**Segment de texte**
☆ ☆ ☆ ☆ ☆ ☆ ☆

Oui. Déjà, j’ai fait ça toute seule. Mon guitariste, Renaud [Bastien], m’ai aidé à enregistrer. Sinon, je n’avais pas de compte à rendre à personne. Plus on évolue en tant qu’artiste, plus on a une pression de performance, qu’on le veuille ou non. Pendant longtemps, je me suis dit qu’il fallait que ça marche mes affaires. Là, je suis rendue à un point où je peux juste faire un peu ce que je veux.
En mars, tu as annoncé avoir été opérée à la gorge pour retirer un polype hémorragique. Comment as-tu vécu cette épreuve?
J’étais vraiment déprimée quand j’ai reçu mon diagnostic et quand je me suis fait opérer. Tout d’un coup, ce qui me permet de travailler était rendu en péril. Je me suis demandé : est-ce que je vais être encore capable d’être pertinente? Je suis qui, moi, si je ne peux pas chanter?

☆ ☆ ☆ ☆ ☆ ☆ ☆

**Données**
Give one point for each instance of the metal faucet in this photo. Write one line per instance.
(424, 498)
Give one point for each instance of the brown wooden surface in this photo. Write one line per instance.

☆ ☆ ☆ ☆ ☆ ☆ ☆

**Description de la tâche**
Reformulez plus brièvement le paragraphe du segment de texte qui commence par « J’étais vraiment déprimée », en conservant ses faits principaux.

**Réponse finale**
Le diagnostic et l’opération m’ont beaucoup déprimée, car ce qui me permet de travailler était soudain menacé. Je me suis demandé si je serais encore pertinente, et qui je serais sans pouvoir chanter.